And there it was, row upon row of derelict houses – abandoned, boarded-up, gap-toothed with glass-less windows, but studded with lived-in buildings where it seemed some stubborn homeowner was holding out against the oncoming nemesis. Here and there, I saw both isolated buildings and clusters of buildings that seemed to be spruced up – not just one, but a community of people making a statement of pride that they were doing something tangible and concrete to get things done. This appeared to be both a city in decline and a city seeding its renewal.

A day later, I did a couple of pre-conference engagements, including taking an “urban field tour,” which gave me a feel for the place and for those “small seeds” being planted by some extraordinary individuals who believe in Detroit and look to turn it around: an urban farming initiative, the Riverfront Conservancy, Eastern Market, among other places.  All very obvious, I am sure a local would say, but certainly new for me. I asked Tyson Gersh of the Michigan Urban Farming Initiative the obvious question: Just what motivated him? He seemed nonplussed at first, pausing for thought, but then responded with an analogy about following a piece of string and seeing where it led. I tried to figure that one out, and in my mind, I translated that into another analogy – following one’s curiosity, building from the bottom up, and ending up by realizing the big picture.

* _Available data_:
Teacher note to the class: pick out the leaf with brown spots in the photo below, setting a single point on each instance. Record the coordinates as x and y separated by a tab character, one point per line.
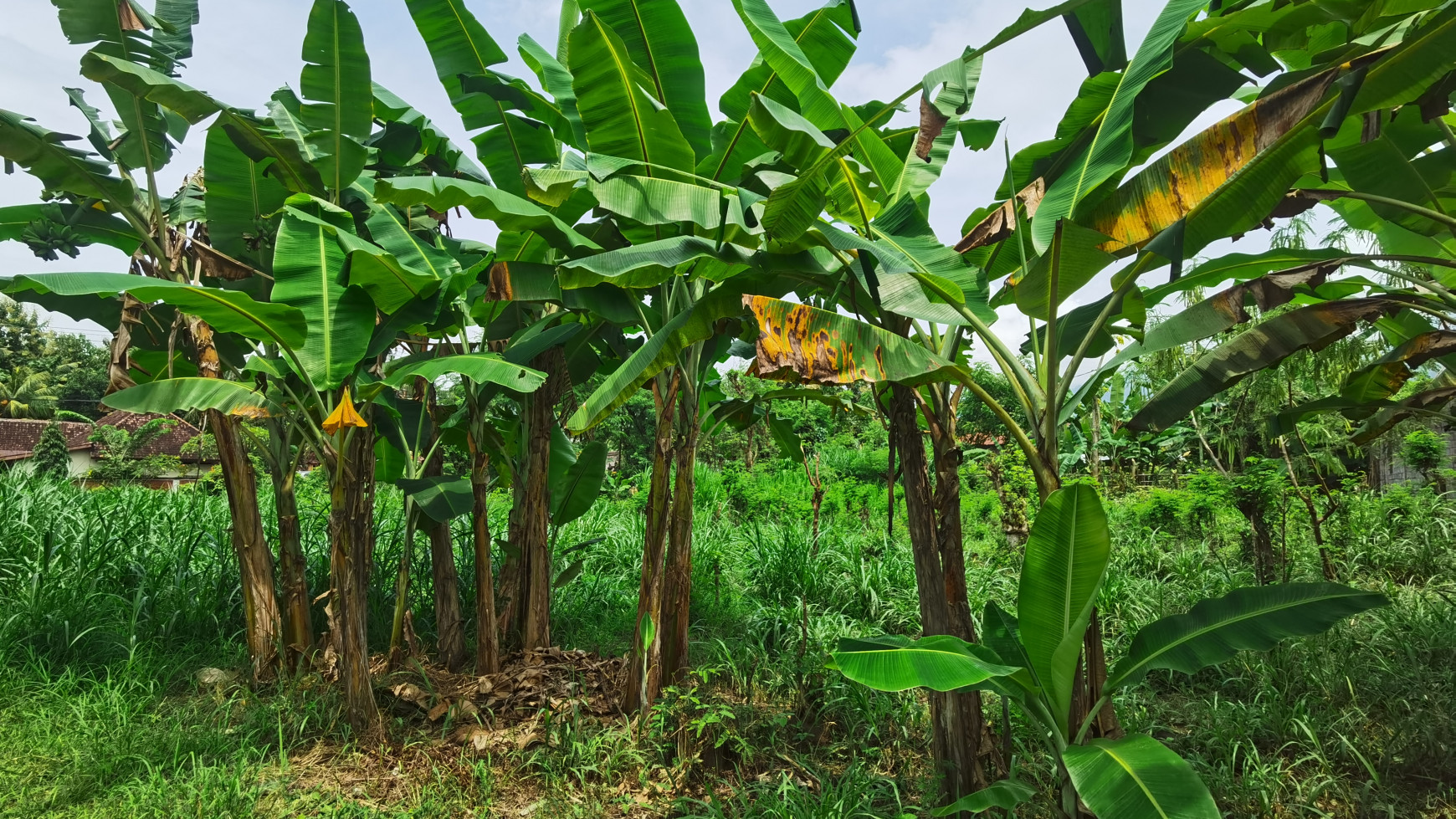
1196	171
798	342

* _Task requirements_:
Continue the account of the Detroit visit, starting after its last sentence.

* _Response to the exercise_:
As we passed close by the Art Institute, our guide mentioned the famous Diego Rivera fresco housed inside. I am also aware that it is not just the Rivera fresco that distinguishes this museum – and that this is one of the finest art collections in the US – but also that it was under threat last year because of Detroit’s bankruptcy proceedings.  The fact that the collection has been saved is, of course, a great expression of faith in Detroit’s future, but the rationale underlying its saving was that it contributes to the sense of “livability” that every great city has at its heart, the idea of a community making connections.

So how does this relate to what I had to say at Shell Powering Progress Together? My presentation was on cities and what our Shell Scenarios work, specifically our New Lens Scenarios, published in 2013, has to say about them.

The Shell New Lens Scenarios looks at the global energy landscape, going all the way out to the end of the century, using a simple schematic framework. In the first scenario, called Mountains, change is guided from the top with governments taking the lead. It’s a story about gas in tandem with carbon capture and storage (storing carbon emissions underground) as our leading primary energy source. In the second scenario, called Oceans, people power pushes change from the bottom up. This, by contrast, is all about the growth of renewables, in particular solar energy taking the lead in the latter part of the century.

In both scenarios, urbanization is a key determinant of future energy use. In Mountains, we have planning from the top, with city authorities rolling out big projects with a focus on investing for the long term. In Oceans, it’s a story of people pushing from the bottom up, and it’s all about local collaboration and small-scale solutions sparking radical change.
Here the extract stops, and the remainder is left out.